* **Reading passage**:
▶
It’s feared more than spiders, heights, and Jello molds. Some would actually rather be dead than do it.
Amazingly, public speaking is more frightening to people than going an entire night without cable TV.
And that’s what I was doing last week. I rarely talk about my “other” job, but after eight months of being self-employed, I think it’s time.
I used to work for the state government as a nurse surveyor. This meant that I got to visit home health agencies, hospices and even a few hospitals to evaluate their compliance with state and federal regulations. We’ll just say nobody was happy when I walked through the front door.
Now, I help the same companies that I used to scrutinize. I provide training and education on how to interpret and comply with all those federal and state requirements. This means that on a monthly basis I give presentations. In front of people. For like hours.
This is how I felt about public speaking in college:
And that feeling stayed with me into adulthood, although it lessened over time. Soon, I was able to verbalize my thoughts in front of a group of five or ten people without this happening:
But a four hour presentation in front of twenty or so strangers? Hmmm…. Maybe that coffin doesn’t look so bad.
My first presentation brought on some nerves. To help, my body decided to recruit my sympathetic nervous system, which resulted in:
Nausea – I knew those three bites of toast would come back to haunt me
Tachycardia – The fancy word for a fast heart rate
Cotton mouth – I had no idea my tongue could be this dry
Trembling hands – We’ll just forget about using the laser pointer
The need to pee every five minutes – Now I know what it’s like to be my mom
And pretty much the overall sensation that I was going to die.
Thanks, body. That really helped create the illusion that I was confident and composed.
Now, eight months later, I am more confident and composed.
I still get a little jittery before each presentation, but instead of feeling like my heart might explode for the full four hours, I go through the following:
-It’s almost time to start the presentation. Everyone is looking at me. Wow, my heart really can beat 200 times per minute. Maybe I should go throw up really quick. Or just pee. I think I have to pee again.
-Wow, I’m already 30 minutes in. And I’m rockin’ it. Look they’re laughing at my jokes. They’re asking questions. They’re nodding like they understand. I’m awesome!
-Ugh. We’re only two hours into this thing. Is that person sleeping? Yes, I think they’re sleeping. I’m boring them. Better say something funny.
◀
* **Dataset records**:
▶
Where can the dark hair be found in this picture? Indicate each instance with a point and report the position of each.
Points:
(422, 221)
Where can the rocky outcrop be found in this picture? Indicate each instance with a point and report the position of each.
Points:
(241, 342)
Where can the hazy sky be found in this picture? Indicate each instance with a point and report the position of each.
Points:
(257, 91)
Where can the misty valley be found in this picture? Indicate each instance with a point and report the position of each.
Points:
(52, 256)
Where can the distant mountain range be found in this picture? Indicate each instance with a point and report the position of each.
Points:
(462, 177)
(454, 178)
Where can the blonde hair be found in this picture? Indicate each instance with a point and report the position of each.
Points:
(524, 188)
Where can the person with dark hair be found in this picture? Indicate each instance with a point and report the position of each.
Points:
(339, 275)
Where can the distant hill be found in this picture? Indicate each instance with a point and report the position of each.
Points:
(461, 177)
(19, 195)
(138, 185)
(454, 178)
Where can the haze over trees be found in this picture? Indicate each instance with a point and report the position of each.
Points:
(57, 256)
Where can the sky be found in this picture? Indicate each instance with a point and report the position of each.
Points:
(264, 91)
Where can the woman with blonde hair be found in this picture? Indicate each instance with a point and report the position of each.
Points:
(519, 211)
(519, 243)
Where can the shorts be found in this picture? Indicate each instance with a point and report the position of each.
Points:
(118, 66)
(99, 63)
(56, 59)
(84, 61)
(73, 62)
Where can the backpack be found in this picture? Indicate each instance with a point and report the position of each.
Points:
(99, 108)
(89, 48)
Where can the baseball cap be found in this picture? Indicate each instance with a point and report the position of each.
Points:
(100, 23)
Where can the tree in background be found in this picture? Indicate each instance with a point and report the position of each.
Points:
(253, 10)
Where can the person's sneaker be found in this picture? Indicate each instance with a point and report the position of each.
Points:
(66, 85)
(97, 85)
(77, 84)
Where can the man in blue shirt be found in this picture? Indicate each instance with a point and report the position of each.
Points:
◀
* **Problems to solve**:
(1) In the public speaking post, what job did the writer hold with the state government?
(2) Pick up the post about public speaking after its final sentence and keep writing it.

* **Answers in order**:
(1) Nurse surveyor.

(2)
-Says something funny. Everyone laughs. They all go back to sleep. And I don’t take it personally.
-We only have a half hour left. I can do this. Maybe I need some caffeine? Where’s that racing heart beat? I think I need that again. A little shot of adrenaline just might spruce up the last bit of this presentation. Ugh. Body, come on. You were so generous with it earlier.
So, I guess what I’m trying to say is this public speaking thing does get better. The more I do it, the easier it becomes. I almost even like it sometimes. Crazy, huh?
As a side note: My cousin and I are attending our first writing conference this weekend and we’re planning to read the first page of our novels. Out loud. To an agent. And an audience. I have a feeling that pesky sympathetic nervous system will be kicking in again.
As another side note: My cat was sitting on my mouse the whole time I was writing this and she bit my hand every time I tried to use it. But don’t worry – she hardly has any teeth left.
I like to keep in mind that everybody in that audience is just glad it’s not them… Or if it was in school, everybody was nervous and almost no one cared- besides when it was their turn. The first minute or two is downright agony, but once you get passed that, it’s all gravy.
Very true. Most people would rather have a fork jammed in their eye, than have to give a presentation. This helps me too and it’s something I tell people who are nervous about public speaking.
Giving presentations used to horrify me, but as you point out, over time it becomes easier. The heart races less; the voice shakes less. I’ve found the key is preparation, which, of course, involves a lot of time. I’ll run through a presentation many times before I actually give it. On the other hand, I’ve never had to give one more than an hour long. Four hours? Yikes. After surviving that, your agent pitch will seem easy! Good luck with it, by the way. Very exciting!
Yes – preparation is very important. I’m way less nervous when discussing topics I know front and back, so I try to begin with these. I practice a lot too. When I was preparing for my first of these trainings, I even taped pictures of people’s faces from magazines on the walls to practice making eye contact!
Great idea! I’d pepper my wall with pictures of Daniel Craig. 😉
Every part of this post was fantastic. I know you lead great, informative talks – glad to hear the consulting gigs are picking up.
Which writer’s conference are you going to?
Anne! I’ve missed you! Yes, things are picking up, but it still comes in waves.
We’re going to the Pikes Peak Writers Conference in Colorado Springs. We even get to dress up in Steampunk costumes one night – I’ve already got my mini top hat ready to go 🙂
I used to hate talking in front of people. As a kid I had to do a couple of assemblies in front of my whole school. The first one was at primary school when I was about 8 or 9 reading a poem about Henry VIII and his Six Wives, I was picked by my class as being the best at reading aloud. I don’t think I looked over the book once whilst reading it out. I was petrified!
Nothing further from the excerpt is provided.